#### TASK PROMPT
Revise the records below so that every occurrence of "Every instance" becomes "Each instance", leaving all other text unchanged.

RECORD EXCERPTS start

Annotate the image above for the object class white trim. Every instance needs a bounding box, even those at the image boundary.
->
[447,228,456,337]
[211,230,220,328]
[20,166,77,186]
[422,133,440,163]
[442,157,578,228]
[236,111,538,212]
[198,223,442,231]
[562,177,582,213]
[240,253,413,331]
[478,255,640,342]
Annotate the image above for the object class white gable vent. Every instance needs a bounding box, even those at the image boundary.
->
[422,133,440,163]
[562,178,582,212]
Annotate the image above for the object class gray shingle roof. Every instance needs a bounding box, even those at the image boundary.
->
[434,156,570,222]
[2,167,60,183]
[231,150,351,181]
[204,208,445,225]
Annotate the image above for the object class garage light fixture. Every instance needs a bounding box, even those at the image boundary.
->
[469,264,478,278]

RECORD EXCERPTS end

#### WRITTEN ANSWER
Annotate the image above for the object class white trim. Each instance needs a bounding box, even those at the image boundary.
->
[447,228,456,337]
[211,230,220,328]
[20,166,77,186]
[422,133,440,163]
[442,157,578,228]
[236,111,538,212]
[198,223,442,231]
[562,177,582,213]
[240,253,413,331]
[478,255,640,342]
Annotate the image above for the object class white gable vent. Each instance needs a bounding box, even those at the image boundary.
->
[422,133,440,163]
[562,178,582,212]
Annotate the image above for the object class gray shingle roof. Each instance needs a bounding box, even those at the image boundary.
->
[434,156,570,222]
[2,167,60,183]
[231,150,351,181]
[204,208,445,225]
Annotate the image above for the object class garage light fixture. Each instance needs a bounding box, even those at the image boundary.
->
[469,264,478,278]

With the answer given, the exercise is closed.